_WORK REQUEST_: Take the entries below and retype them word for word, excluding the images.
--- EXCERPTED RECORDS Enclosed Below ---
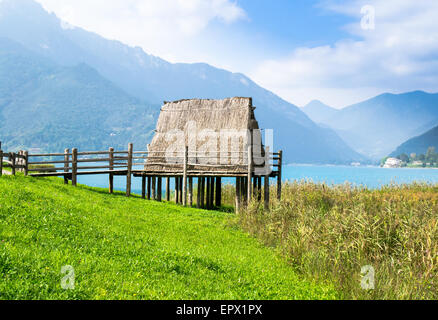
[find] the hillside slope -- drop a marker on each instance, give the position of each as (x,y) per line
(419,145)
(377,126)
(129,248)
(154,80)
(318,111)
(45,106)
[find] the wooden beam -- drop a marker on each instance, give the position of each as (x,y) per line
(198,195)
(218,192)
(149,187)
(154,188)
(184,183)
(280,164)
(168,189)
(111,176)
(238,189)
(74,167)
(190,191)
(143,187)
(266,193)
(159,188)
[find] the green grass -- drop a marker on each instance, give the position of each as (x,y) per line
(330,233)
(129,248)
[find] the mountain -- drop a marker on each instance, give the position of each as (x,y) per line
(377,126)
(152,79)
(318,111)
(419,145)
(50,107)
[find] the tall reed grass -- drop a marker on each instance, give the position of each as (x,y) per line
(330,233)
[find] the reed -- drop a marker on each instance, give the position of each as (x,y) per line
(330,233)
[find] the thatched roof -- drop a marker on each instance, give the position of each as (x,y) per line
(217,133)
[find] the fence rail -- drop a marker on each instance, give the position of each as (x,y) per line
(73,163)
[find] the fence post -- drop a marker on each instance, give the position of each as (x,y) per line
(13,160)
(66,165)
(191,191)
(111,167)
(129,170)
(168,189)
(74,167)
(26,162)
(184,184)
(1,161)
(280,163)
(250,166)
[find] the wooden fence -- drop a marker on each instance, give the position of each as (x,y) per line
(71,163)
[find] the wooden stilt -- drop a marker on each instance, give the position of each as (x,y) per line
(218,192)
(66,165)
(159,188)
(266,193)
(176,190)
(74,165)
(238,190)
(279,177)
(128,172)
(168,189)
(202,192)
(190,191)
(198,195)
(143,187)
(111,176)
(154,188)
(149,187)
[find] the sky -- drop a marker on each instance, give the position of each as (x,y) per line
(337,51)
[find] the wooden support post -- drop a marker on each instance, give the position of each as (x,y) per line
(202,192)
(218,192)
(26,162)
(266,193)
(198,195)
(259,189)
(176,190)
(66,165)
(180,190)
(154,188)
(250,169)
(207,200)
(74,167)
(238,189)
(111,176)
(168,189)
(280,164)
(13,159)
(1,161)
(184,184)
(143,187)
(212,193)
(190,191)
(129,170)
(159,188)
(149,187)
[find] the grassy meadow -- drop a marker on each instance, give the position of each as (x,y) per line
(330,233)
(129,248)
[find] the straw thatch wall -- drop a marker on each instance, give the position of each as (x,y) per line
(217,133)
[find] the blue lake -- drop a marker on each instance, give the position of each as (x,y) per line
(371,177)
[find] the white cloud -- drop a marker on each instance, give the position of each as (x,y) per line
(400,54)
(156,25)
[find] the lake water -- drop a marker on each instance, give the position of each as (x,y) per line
(371,177)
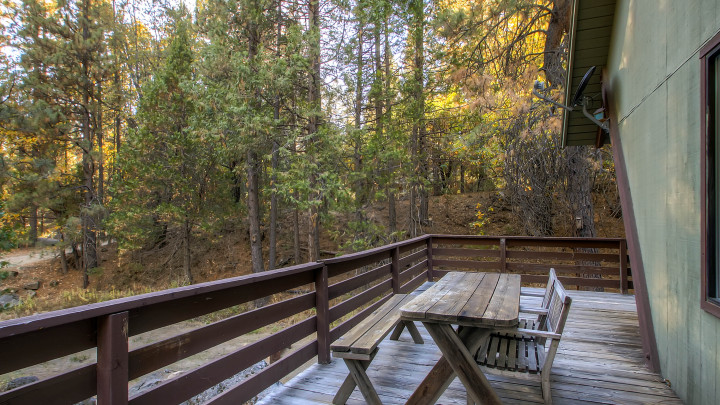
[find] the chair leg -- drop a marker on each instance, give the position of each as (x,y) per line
(414,332)
(545,382)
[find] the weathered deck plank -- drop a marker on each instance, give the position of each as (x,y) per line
(600,361)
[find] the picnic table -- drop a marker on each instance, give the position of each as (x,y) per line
(477,303)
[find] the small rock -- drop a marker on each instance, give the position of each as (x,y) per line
(35,285)
(9,300)
(19,382)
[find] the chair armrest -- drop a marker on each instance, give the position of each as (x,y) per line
(538,333)
(531,310)
(530,332)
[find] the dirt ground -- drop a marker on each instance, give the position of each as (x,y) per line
(124,273)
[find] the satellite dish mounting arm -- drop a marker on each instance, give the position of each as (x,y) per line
(579,100)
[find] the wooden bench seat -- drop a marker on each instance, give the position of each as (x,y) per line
(360,345)
(531,347)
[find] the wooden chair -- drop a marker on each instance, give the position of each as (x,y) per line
(531,347)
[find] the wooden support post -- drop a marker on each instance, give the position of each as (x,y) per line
(112,359)
(503,255)
(322,305)
(395,269)
(429,258)
(623,267)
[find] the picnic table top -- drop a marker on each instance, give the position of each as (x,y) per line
(468,298)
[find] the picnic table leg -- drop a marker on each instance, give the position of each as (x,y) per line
(349,385)
(462,363)
(363,382)
(411,328)
(441,375)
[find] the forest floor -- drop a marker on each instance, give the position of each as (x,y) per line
(122,274)
(125,274)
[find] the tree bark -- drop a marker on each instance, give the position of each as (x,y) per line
(579,195)
(90,260)
(187,255)
(101,152)
(313,126)
(274,161)
(254,212)
(359,185)
(32,236)
(418,131)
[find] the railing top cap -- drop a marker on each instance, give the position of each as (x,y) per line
(49,319)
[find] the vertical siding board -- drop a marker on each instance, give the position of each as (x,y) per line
(658,106)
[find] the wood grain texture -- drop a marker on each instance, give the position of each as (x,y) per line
(599,361)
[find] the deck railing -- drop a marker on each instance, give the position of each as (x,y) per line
(319,301)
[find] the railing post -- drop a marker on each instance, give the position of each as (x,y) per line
(322,306)
(112,359)
(429,258)
(503,255)
(395,270)
(623,267)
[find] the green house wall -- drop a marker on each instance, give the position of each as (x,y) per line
(654,73)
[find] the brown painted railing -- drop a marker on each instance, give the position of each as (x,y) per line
(324,301)
(579,262)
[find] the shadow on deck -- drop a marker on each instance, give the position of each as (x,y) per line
(600,361)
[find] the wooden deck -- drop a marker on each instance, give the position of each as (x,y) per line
(599,361)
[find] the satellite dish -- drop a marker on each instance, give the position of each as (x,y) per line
(577,100)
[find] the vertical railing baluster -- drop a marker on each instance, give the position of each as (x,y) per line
(395,270)
(322,306)
(623,267)
(429,258)
(112,359)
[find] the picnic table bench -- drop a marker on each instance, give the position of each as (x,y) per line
(359,346)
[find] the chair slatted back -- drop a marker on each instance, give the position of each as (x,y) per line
(558,307)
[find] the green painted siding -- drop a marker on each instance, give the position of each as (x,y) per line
(654,72)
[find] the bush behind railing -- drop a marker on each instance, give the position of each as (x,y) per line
(322,300)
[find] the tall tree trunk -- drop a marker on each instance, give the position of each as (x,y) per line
(418,131)
(101,152)
(32,236)
(118,115)
(90,260)
(359,185)
(187,228)
(272,259)
(254,212)
(392,213)
(313,126)
(274,162)
(296,231)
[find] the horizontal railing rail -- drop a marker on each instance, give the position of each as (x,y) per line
(579,262)
(313,304)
--- End of Enclosed EXCERPTED RECORDS ---
_SOLUTION FOR THIS PROBLEM_:
[find] the hillside slope -- drop a marker on each instance, give the position of each as (x,y) per line
(419,145)
(377,126)
(129,248)
(154,80)
(318,111)
(45,106)
[find] the wooden beam -- drop a marker on each instance, give the position of each as (x,y) per line
(198,195)
(218,192)
(149,187)
(154,188)
(184,183)
(280,164)
(168,189)
(111,176)
(238,189)
(74,167)
(190,191)
(143,187)
(266,193)
(159,188)
[find] the green grass -- drop a marker on each instance, give the position of each as (x,y) per line
(330,233)
(129,248)
[find] the mountain -- drop a marker on each instance, give the position of each as (x,y) per line
(377,126)
(152,79)
(318,111)
(419,145)
(50,107)
[find] the tall reed grass -- drop a marker on each instance, give the position of each as (x,y) per line
(330,233)
[find] the reed -- drop a marker on each instance, give the position of each as (x,y) per line
(330,233)
[find] the thatched roof -- drop a marker on each instance, give the position of each as (x,y) per line
(217,133)
[find] the fence rail -- drop a marker on each instance, give the position of each as (x,y) per line
(73,163)
[find] the fence post -- drop a marker on each instance, give the position of each as (x,y) per line
(13,160)
(66,165)
(191,191)
(111,167)
(129,170)
(168,189)
(74,167)
(26,162)
(184,184)
(1,161)
(280,163)
(250,166)
[find] the wooden fence -- drop a marker on each instance, give the position of each as (x,y) per line
(71,163)
[find] the wooden stilt -- drop a marker on each instance, give the position of each as (x,y) per line
(218,192)
(66,165)
(159,188)
(266,193)
(176,190)
(74,165)
(238,190)
(279,177)
(128,172)
(168,189)
(202,192)
(190,191)
(198,195)
(143,187)
(111,176)
(154,188)
(149,187)
[find] the sky -- drop a marker on each instance, give the position of each as (x,y) per line
(337,51)
[find] the wooden support post -- drop a marker on each instance, give the position of each as (x,y) per line
(202,192)
(218,192)
(26,162)
(266,193)
(198,195)
(259,189)
(176,190)
(66,165)
(180,190)
(154,188)
(250,169)
(207,200)
(74,167)
(238,189)
(111,176)
(168,189)
(280,164)
(13,159)
(1,161)
(184,184)
(143,187)
(212,193)
(190,191)
(129,170)
(159,188)
(149,187)
[find] the grassy meadow -- drop a marker on each instance, give the position of each as (x,y) per line
(330,233)
(129,248)
[find] the straw thatch wall -- drop a marker on each instance, give the position of each as (x,y) per line
(217,133)
[find] the blue lake -- drop a marker on each instance, give the position of each as (x,y) per line
(371,177)
[find] the white cloud -- drop a marker on each instance, give the position of each as (x,y) per line
(400,54)
(156,25)
[find] the lake water -- drop a marker on each instance, give the position of each as (x,y) per line
(371,177)
[find] the chair leg -- drop a marker on each instance, give the position of each as (x,y) per line
(414,332)
(545,382)
[find] the weathered deck plank -- drop a marker on each instance, give the position of each as (x,y) per line
(600,361)
[find] the picnic table -- drop a marker on each instance, give the position of each as (x,y) per line
(477,303)
[find] the small rock -- drop a marker on each instance, give the position of each as (x,y) per line
(35,285)
(9,300)
(19,382)
[find] the chair armrest -- drop a marker on each instance, give the position of each as (x,y) per line
(538,333)
(531,310)
(530,332)
[find] the dirt ground -- drop a marker on each instance, give the position of each as (x,y) per line
(124,273)
[find] the satellite dish mounting arm -- drop a marker on each instance, give the position of each as (x,y) per line
(579,100)
[find] the wooden bench seat -- drop a marker on each instance, give the position of each as (x,y) per line
(360,345)
(531,347)
[find] the wooden chair -- drop a marker on each instance, give the position of each as (x,y) per line
(531,347)
[find] the wooden support post -- drop a marker on each instance, give the position of each as (x,y) per line
(112,359)
(503,255)
(322,305)
(395,269)
(429,258)
(623,267)
[find] the picnic table top -- drop a marker on each instance, give the position of each as (x,y) per line
(468,298)
[find] the picnic table leg -- drop a marker on each instance, give the position of each as (x,y) per line
(349,385)
(462,363)
(363,382)
(411,328)
(441,375)
[find] the forest floor -- drop a marker on each instance, give the position of each as (x,y) per line
(122,274)
(125,274)
[find] the tree bark -- drop a marker on each instance, give the position of each as (x,y) per line
(579,195)
(90,260)
(187,255)
(101,152)
(313,126)
(274,161)
(254,212)
(359,185)
(32,236)
(418,131)
[find] the railing top cap -- drop a marker on each instance, give the position of each as (x,y) per line
(49,319)
[find] the vertical siding board -- drop a marker on each instance, give the position of each as (x,y) per line
(658,106)
[find] the wood grain texture -- drop a marker on each instance, give the position of each as (x,y) per line
(599,361)
[find] the deck railing -- drop a marker on each instance, give the position of each as (x,y) per line
(319,301)
[find] the railing post -- drop a marker on each instance, give the position of each as (x,y) per line
(322,306)
(112,359)
(429,258)
(503,255)
(395,270)
(623,267)
[find] the green house wall -- drop a marker on each instance, give the position of each as (x,y) per line
(654,73)
[find] the brown painted railing -- drop a marker on each instance, give the position of each as (x,y) per line
(324,301)
(579,262)
[find] the shadow on deck -- drop a marker on each instance, give the position of each as (x,y) per line
(600,361)
[find] the wooden deck -- drop a marker on each instance, give the position of each as (x,y) per line
(599,361)
[find] the satellite dish -- drop a marker on each instance, give the position of each as (x,y) per line
(577,100)
[find] the vertical railing baluster -- drop a marker on each instance, give the position of each as (x,y) per line
(395,270)
(322,306)
(623,267)
(429,258)
(112,359)
[find] the picnic table bench -- drop a marker on each instance, give the position of each as (x,y) per line
(359,346)
[find] the chair slatted back -- drop a marker on each instance, give the position of each as (x,y) per line
(558,307)
[find] the green painted siding -- drop a marker on each instance, give the position of each as (x,y) per line
(654,72)
[find] the bush behind railing -- drop a marker on each instance, give the position of each as (x,y) per line
(322,300)
[find] the tall tree trunk -- drop a marker on each instance, give the position of each as (x,y) per line
(418,131)
(101,152)
(32,236)
(118,115)
(90,260)
(359,185)
(187,228)
(272,259)
(254,212)
(392,213)
(313,126)
(274,162)
(296,231)
[find] the horizontal railing rail -- drop a marker on each instance, give the position of each as (x,y) per line
(579,262)
(313,304)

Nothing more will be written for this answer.